* Problem to work on
Convert the records below into a numbered list, one line per entry, omitting the blank lines and leaving the pictures out of the result.

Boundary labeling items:
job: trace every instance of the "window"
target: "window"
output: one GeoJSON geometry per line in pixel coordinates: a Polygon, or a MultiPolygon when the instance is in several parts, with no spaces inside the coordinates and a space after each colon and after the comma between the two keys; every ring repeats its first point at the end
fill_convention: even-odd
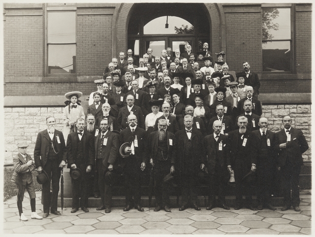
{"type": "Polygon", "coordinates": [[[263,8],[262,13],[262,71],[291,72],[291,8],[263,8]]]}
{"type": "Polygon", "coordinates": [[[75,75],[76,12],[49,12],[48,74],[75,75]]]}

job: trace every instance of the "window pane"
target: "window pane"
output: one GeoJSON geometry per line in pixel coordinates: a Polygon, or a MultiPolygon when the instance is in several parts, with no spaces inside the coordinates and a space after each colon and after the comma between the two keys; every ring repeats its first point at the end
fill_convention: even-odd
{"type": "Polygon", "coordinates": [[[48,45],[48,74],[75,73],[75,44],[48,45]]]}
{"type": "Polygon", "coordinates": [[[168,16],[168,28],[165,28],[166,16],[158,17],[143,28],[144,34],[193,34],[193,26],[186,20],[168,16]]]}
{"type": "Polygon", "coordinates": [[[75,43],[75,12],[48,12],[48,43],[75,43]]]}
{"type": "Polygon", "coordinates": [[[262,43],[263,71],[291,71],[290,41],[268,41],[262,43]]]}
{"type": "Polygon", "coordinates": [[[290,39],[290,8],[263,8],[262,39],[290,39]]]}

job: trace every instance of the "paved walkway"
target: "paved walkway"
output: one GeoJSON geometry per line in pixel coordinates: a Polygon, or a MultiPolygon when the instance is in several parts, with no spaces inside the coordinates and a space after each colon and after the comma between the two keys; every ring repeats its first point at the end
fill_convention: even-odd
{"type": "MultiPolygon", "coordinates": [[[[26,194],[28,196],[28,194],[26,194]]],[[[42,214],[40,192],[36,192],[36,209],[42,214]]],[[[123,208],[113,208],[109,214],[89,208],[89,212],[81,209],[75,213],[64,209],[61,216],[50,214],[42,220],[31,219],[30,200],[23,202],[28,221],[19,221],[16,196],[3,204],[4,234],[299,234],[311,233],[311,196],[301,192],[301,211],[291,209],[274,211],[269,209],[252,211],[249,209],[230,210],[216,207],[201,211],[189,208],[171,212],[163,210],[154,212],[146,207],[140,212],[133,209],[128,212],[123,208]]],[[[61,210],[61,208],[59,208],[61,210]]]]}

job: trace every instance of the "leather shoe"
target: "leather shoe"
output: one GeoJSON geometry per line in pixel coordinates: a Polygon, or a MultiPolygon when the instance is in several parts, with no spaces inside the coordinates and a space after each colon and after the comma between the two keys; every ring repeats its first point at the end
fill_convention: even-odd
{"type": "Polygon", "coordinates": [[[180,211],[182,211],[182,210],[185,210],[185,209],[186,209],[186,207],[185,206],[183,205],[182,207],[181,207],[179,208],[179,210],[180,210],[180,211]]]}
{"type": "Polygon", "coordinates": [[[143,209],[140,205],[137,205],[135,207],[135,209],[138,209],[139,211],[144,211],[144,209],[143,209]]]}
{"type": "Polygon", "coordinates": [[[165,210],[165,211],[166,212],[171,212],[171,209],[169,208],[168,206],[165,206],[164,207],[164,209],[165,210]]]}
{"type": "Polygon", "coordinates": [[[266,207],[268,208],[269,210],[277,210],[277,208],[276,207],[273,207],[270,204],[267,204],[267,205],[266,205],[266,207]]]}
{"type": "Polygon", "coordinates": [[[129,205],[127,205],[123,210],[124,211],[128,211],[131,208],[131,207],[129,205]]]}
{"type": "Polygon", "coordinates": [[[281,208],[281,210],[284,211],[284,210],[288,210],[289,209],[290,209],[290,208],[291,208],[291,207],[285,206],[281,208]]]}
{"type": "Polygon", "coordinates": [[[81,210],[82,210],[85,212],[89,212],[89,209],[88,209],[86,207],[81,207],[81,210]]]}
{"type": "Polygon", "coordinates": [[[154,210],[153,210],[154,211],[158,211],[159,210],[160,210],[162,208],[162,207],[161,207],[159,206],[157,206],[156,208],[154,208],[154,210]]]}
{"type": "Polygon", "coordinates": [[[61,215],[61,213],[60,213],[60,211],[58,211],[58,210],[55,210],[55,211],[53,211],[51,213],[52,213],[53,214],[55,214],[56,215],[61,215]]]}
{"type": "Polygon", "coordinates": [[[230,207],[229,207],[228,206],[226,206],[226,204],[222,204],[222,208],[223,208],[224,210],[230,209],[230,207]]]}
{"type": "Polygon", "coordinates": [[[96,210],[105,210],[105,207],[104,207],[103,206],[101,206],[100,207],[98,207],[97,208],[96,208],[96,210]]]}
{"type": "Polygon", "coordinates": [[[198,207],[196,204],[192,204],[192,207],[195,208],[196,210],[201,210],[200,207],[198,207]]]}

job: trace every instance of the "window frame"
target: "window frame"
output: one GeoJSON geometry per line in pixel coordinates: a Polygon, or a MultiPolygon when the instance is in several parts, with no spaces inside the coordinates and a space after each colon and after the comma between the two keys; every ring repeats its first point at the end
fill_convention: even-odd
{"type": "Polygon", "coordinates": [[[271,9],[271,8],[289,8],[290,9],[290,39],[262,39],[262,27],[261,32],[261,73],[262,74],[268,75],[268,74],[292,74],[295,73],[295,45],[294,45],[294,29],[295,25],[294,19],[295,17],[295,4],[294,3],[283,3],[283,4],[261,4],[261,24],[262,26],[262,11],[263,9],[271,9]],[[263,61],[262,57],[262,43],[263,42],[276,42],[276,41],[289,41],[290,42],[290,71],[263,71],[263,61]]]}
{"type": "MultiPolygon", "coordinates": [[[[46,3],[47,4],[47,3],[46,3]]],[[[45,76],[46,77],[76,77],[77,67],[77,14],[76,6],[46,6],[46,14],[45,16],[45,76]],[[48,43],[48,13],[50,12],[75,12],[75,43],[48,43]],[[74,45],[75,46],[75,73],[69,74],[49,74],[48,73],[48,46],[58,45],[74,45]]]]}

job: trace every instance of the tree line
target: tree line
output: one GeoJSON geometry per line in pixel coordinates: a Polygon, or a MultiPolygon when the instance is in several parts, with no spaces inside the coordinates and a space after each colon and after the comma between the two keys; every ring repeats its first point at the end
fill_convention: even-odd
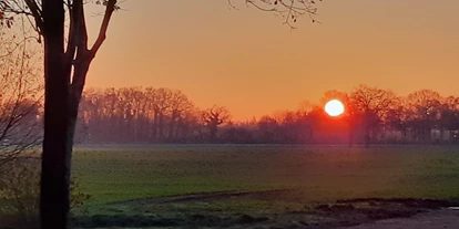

* Finished exercise
1. job: trace every instance of the "window"
2. target: "window"
3. output: one GeoJSON geometry per line in pixel coordinates: a Polygon, or a MultiPolygon when the instance is in several parts, with no spaces inside the coordinates and a space after each colon and after the comma between the two keys; every ring repeats its first point at the end
4. fill_convention: even-odd
5. {"type": "Polygon", "coordinates": [[[263,8],[262,13],[262,71],[291,72],[291,8],[263,8]]]}
6. {"type": "Polygon", "coordinates": [[[75,75],[76,12],[49,12],[48,74],[75,75]]]}
7. job: trace every instance of the "window pane"
8. target: "window pane"
9. output: one GeoJSON geometry per line in pixel coordinates: a Polygon, or a MultiPolygon when the instance is in several parts, with no spaces inside the coordinates and a space after each colon and after the comma between the two keys; every ring repeats its first point at the end
10. fill_convention: even-odd
11. {"type": "Polygon", "coordinates": [[[48,45],[48,74],[75,73],[75,44],[48,45]]]}
12. {"type": "Polygon", "coordinates": [[[168,16],[168,28],[165,28],[166,16],[158,17],[143,28],[144,34],[193,34],[193,26],[186,20],[168,16]]]}
13. {"type": "Polygon", "coordinates": [[[75,43],[75,12],[48,12],[48,43],[75,43]]]}
14. {"type": "Polygon", "coordinates": [[[262,43],[263,71],[291,71],[290,41],[268,41],[262,43]]]}
15. {"type": "Polygon", "coordinates": [[[290,39],[290,8],[263,8],[262,39],[290,39]]]}
16. job: trace every instance of the "paved walkway"
17. target: "paved walkway"
18. output: one GeoJSON geometry per line in pixel coordinates: a Polygon, or a MultiPolygon when the instance is in several parts, with no spaces inside the coordinates and a space after each colon and after the comma between the two keys; every ring repeats its first point at the end
19. fill_convention: even-odd
20. {"type": "MultiPolygon", "coordinates": [[[[26,194],[28,196],[28,194],[26,194]]],[[[42,214],[40,192],[36,192],[36,209],[42,214]]],[[[123,208],[113,208],[109,214],[89,208],[89,212],[81,209],[75,213],[64,209],[61,216],[50,214],[42,220],[31,219],[30,200],[23,202],[28,221],[19,221],[16,196],[3,204],[4,234],[299,234],[311,233],[311,196],[301,192],[301,211],[291,209],[274,211],[269,209],[252,211],[249,209],[230,210],[216,207],[201,211],[189,208],[171,212],[163,210],[154,212],[146,207],[140,212],[133,209],[128,212],[123,208]]],[[[61,210],[61,208],[59,208],[61,210]]]]}
21. job: trace every instance of the "leather shoe"
22. target: "leather shoe"
23. output: one GeoJSON geometry per line in pixel coordinates: a Polygon, or a MultiPolygon when the instance is in several parts, with no spaces inside the coordinates and a space after each colon and after the comma between the two keys; every ring repeats its first point at the end
24. fill_convention: even-odd
25. {"type": "Polygon", "coordinates": [[[180,211],[182,211],[182,210],[185,210],[185,209],[186,209],[186,207],[185,206],[183,205],[182,207],[181,207],[179,208],[179,210],[180,210],[180,211]]]}
26. {"type": "Polygon", "coordinates": [[[143,209],[140,205],[137,205],[135,207],[135,209],[138,209],[139,211],[144,211],[144,209],[143,209]]]}
27. {"type": "Polygon", "coordinates": [[[165,210],[165,211],[166,212],[171,212],[171,209],[169,208],[168,206],[165,206],[164,207],[164,209],[165,210]]]}
28. {"type": "Polygon", "coordinates": [[[266,207],[268,208],[269,210],[277,210],[277,208],[276,207],[273,207],[270,204],[267,204],[267,205],[266,205],[266,207]]]}
29. {"type": "Polygon", "coordinates": [[[129,205],[127,205],[123,210],[124,211],[128,211],[131,208],[131,207],[129,205]]]}
30. {"type": "Polygon", "coordinates": [[[281,208],[281,210],[284,211],[284,210],[288,210],[289,209],[290,209],[290,208],[291,208],[291,207],[285,206],[281,208]]]}
31. {"type": "Polygon", "coordinates": [[[81,210],[82,210],[85,212],[89,212],[89,209],[88,209],[86,207],[81,207],[81,210]]]}
32. {"type": "Polygon", "coordinates": [[[154,210],[153,210],[154,211],[158,211],[159,210],[160,210],[162,208],[162,207],[161,207],[159,206],[157,206],[156,208],[154,208],[154,210]]]}
33. {"type": "Polygon", "coordinates": [[[61,215],[61,213],[60,213],[60,211],[58,211],[58,210],[55,210],[55,211],[53,211],[51,213],[52,213],[53,214],[55,214],[56,215],[61,215]]]}
34. {"type": "Polygon", "coordinates": [[[230,207],[229,207],[228,206],[226,206],[226,204],[222,204],[222,208],[223,208],[224,210],[230,209],[230,207]]]}
35. {"type": "Polygon", "coordinates": [[[96,210],[105,210],[105,207],[104,207],[103,206],[101,206],[100,207],[98,207],[97,208],[96,208],[96,210]]]}
36. {"type": "Polygon", "coordinates": [[[198,207],[196,204],[192,204],[192,207],[195,208],[196,210],[201,210],[200,207],[198,207]]]}
37. job: trace every instance of the "window frame"
38. target: "window frame"
39. output: one GeoJSON geometry per line in pixel coordinates: a Polygon, or a MultiPolygon when the instance is in several parts, with no spaces inside the coordinates and a space after each colon and after the comma between the two keys; every ring repeats its first point at the end
40. fill_convention: even-odd
41. {"type": "Polygon", "coordinates": [[[271,9],[271,8],[289,8],[290,9],[290,39],[262,39],[262,27],[261,32],[261,73],[262,74],[268,75],[268,74],[292,74],[295,73],[295,45],[294,45],[294,29],[295,25],[294,19],[295,17],[295,4],[294,3],[283,3],[283,4],[261,4],[261,24],[262,26],[262,11],[263,9],[271,9]],[[263,61],[262,57],[262,43],[263,42],[276,42],[276,41],[289,41],[290,42],[290,71],[263,71],[263,61]]]}
42. {"type": "MultiPolygon", "coordinates": [[[[46,3],[47,4],[47,3],[46,3]]],[[[45,76],[46,77],[76,77],[77,67],[77,14],[76,6],[46,6],[46,14],[45,16],[45,76]],[[48,43],[48,13],[50,12],[75,12],[75,43],[48,43]],[[74,45],[75,46],[75,73],[69,74],[49,74],[48,73],[48,46],[58,45],[74,45]]]]}
43. job: trace every instance of the tree line
44. target: tree line
45. output: one GeoJSON geometry per line in pixel coordinates: a Polygon, or a MultiPolygon when the instance is in several parts, with no spaces inside the coordinates and a space after each colon and after the comma between the two keys; every ring repeats its first point at the end
46. fill_convention: even-odd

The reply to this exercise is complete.